## Entries supplied
=== Section Start ===

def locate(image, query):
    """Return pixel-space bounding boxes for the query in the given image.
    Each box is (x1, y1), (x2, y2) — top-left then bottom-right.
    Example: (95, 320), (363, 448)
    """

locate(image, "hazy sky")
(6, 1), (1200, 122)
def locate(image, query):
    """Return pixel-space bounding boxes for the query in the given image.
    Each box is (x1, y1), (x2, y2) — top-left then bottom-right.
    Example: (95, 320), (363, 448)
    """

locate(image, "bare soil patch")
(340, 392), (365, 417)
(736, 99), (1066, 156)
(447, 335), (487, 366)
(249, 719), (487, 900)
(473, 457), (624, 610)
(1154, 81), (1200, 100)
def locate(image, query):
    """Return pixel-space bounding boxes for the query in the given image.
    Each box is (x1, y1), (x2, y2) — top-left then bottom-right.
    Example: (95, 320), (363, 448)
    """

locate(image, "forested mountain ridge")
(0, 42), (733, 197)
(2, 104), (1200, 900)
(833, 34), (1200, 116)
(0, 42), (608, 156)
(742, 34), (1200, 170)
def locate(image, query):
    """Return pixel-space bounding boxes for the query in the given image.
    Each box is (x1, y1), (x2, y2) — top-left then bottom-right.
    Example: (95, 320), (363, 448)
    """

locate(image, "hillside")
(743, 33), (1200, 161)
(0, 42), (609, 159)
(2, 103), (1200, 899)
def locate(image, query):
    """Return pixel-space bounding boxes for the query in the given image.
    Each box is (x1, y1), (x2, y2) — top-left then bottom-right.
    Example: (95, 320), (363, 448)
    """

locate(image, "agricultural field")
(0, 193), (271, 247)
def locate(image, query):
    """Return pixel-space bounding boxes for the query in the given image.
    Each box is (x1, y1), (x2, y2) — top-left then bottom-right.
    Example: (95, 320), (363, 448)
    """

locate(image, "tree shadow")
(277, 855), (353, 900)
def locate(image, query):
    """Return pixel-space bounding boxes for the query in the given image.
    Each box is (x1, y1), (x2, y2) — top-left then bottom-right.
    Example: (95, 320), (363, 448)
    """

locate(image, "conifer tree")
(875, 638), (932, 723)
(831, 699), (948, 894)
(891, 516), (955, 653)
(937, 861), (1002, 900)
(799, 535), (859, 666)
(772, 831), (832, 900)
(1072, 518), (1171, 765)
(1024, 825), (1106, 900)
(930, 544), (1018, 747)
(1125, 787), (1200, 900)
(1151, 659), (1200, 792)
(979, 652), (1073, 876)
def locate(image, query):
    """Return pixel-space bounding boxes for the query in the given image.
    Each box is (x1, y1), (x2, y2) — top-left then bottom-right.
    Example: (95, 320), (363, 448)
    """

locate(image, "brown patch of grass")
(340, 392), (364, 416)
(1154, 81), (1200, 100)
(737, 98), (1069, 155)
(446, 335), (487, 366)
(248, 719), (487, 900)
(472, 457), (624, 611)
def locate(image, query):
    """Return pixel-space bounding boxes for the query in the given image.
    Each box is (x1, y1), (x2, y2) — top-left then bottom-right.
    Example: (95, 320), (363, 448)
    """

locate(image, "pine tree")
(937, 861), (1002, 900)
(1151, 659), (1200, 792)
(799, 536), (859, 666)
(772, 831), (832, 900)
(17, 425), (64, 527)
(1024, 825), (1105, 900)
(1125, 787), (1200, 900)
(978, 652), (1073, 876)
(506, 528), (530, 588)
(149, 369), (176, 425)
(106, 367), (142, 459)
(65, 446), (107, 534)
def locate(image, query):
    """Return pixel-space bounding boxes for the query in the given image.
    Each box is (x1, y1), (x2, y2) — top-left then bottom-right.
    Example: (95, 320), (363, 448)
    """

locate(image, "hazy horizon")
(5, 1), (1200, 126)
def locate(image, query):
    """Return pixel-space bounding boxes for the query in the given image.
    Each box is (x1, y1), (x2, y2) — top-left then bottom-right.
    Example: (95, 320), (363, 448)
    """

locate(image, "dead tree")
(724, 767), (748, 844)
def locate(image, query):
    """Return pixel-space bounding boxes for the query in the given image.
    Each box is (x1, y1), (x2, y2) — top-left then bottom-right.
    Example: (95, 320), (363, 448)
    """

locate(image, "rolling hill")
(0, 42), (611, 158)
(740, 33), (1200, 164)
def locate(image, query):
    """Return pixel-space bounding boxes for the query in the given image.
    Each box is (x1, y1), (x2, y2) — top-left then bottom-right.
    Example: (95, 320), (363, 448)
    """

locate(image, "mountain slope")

=== Section End ===

## Exercise objective
Could you retype every record above exactly as given?

## Answer to this exercise
def locate(image, query):
    """Return pixel-space bounding boxes for the query in the given image.
    Each box is (x1, y1), (x2, y2) — top-left then bottom-right.
    Example: (95, 320), (363, 448)
    """

locate(image, "hazy sky")
(6, 1), (1200, 122)
def locate(image, query):
    """Return pixel-space bounding boxes for the query in the given image.
    Each box is (x1, y1), (x2, y2) — top-left then bottom-right.
    Example: (95, 320), (363, 448)
    """

locate(image, "bare soil patch")
(340, 392), (365, 417)
(736, 99), (1066, 156)
(447, 335), (487, 366)
(249, 719), (487, 900)
(473, 457), (624, 610)
(1154, 81), (1200, 100)
def locate(image, query):
    """Return pixel-space bounding boxes for the query in the given image.
    Each box is (x1, y1), (x2, y2) — top-left then bottom-right.
    Example: (95, 320), (363, 448)
    """

locate(image, "forested mountain ridge")
(0, 42), (733, 197)
(2, 104), (1200, 900)
(833, 34), (1200, 116)
(0, 42), (608, 156)
(742, 34), (1200, 170)
def locate(image, query):
    """Return pixel-space bounding boxes for the query in the given image.
    Each box is (x1, y1), (x2, y2) — top-left then bottom-right.
    Example: (95, 320), (363, 448)
    """

locate(image, "hillside")
(743, 33), (1200, 161)
(0, 42), (609, 159)
(2, 103), (1200, 899)
def locate(image, query):
    """Return pixel-space bounding boxes for the query in the given image.
    Each box is (x1, y1), (x2, y2) — top-left then bottom-right.
    Example: (95, 320), (363, 448)
    """

locate(image, "agricultural field")
(0, 193), (271, 247)
def locate(image, query):
    """Return pixel-space bounding boxes for the query in the given image.
    Each box is (x1, y1), (x2, y2) — top-left then bottom-right.
    Example: (95, 320), (363, 448)
    """

locate(image, "tree shadow")
(277, 855), (353, 900)
def locate(image, query):
    """Return pixel-space bounding boxes for the query in the given image.
    Each box is (x1, y1), (x2, y2) — top-left then bottom-right.
    Example: (95, 320), (363, 448)
    """

locate(image, "conifer tree")
(875, 638), (932, 723)
(831, 699), (948, 894)
(891, 516), (955, 653)
(937, 861), (1002, 900)
(799, 535), (859, 666)
(772, 831), (832, 900)
(1072, 518), (1171, 765)
(1024, 825), (1106, 900)
(930, 544), (1018, 747)
(1125, 787), (1200, 900)
(1151, 659), (1200, 792)
(979, 652), (1073, 876)
def locate(image, query):
    """Return pixel-space bounding boxes for the query in the given image.
    Each box is (x1, y1), (x2, y2) — top-left then bottom-right.
    Example: (95, 320), (363, 448)
    """

locate(image, "brown patch of grass")
(340, 392), (364, 416)
(1154, 81), (1200, 100)
(737, 98), (1069, 155)
(446, 335), (487, 366)
(248, 719), (487, 900)
(472, 457), (624, 611)
def locate(image, query):
    """Return pixel-space bounding boxes for the query in the given image.
    Each box is (x1, y1), (x2, y2) — top-left then bottom-right.
    Example: (95, 320), (363, 448)
    """

locate(image, "pine tree")
(937, 861), (1002, 900)
(1151, 659), (1200, 792)
(799, 536), (859, 666)
(772, 831), (832, 900)
(17, 425), (64, 527)
(1024, 825), (1105, 900)
(1125, 787), (1200, 900)
(978, 652), (1073, 876)
(506, 528), (530, 588)
(149, 369), (176, 425)
(106, 367), (142, 459)
(65, 446), (107, 534)
def locate(image, query):
    """Return pixel-space bounding boxes for the query in the given image.
    Each box is (x1, y1), (x2, y2) — top-left then bottom-right.
    Example: (95, 320), (363, 448)
    """

locate(image, "hazy horizon")
(5, 1), (1200, 126)
def locate(image, query):
    """Return pixel-space bounding boxes for the query in the given image.
    Each box is (x1, y1), (x2, y2) — top-left then bottom-right.
    Example: (95, 320), (363, 448)
    """

locate(image, "dead tree")
(724, 767), (748, 844)
def locate(image, query):
    """Return pixel-space bounding boxes for the query in the given image.
    Each box is (x1, y1), (x2, y2) — top-left then bottom-right.
    Example: (95, 320), (363, 448)
    """

locate(image, "rolling hill")
(0, 42), (611, 158)
(740, 33), (1200, 164)
def locate(image, query):
    """Return pixel-space bounding boxes for the query in the given image.
    Each box is (x1, y1), (x2, y2) — top-left then bottom-right.
    Example: (95, 320), (363, 448)
    """

locate(image, "mountain slope")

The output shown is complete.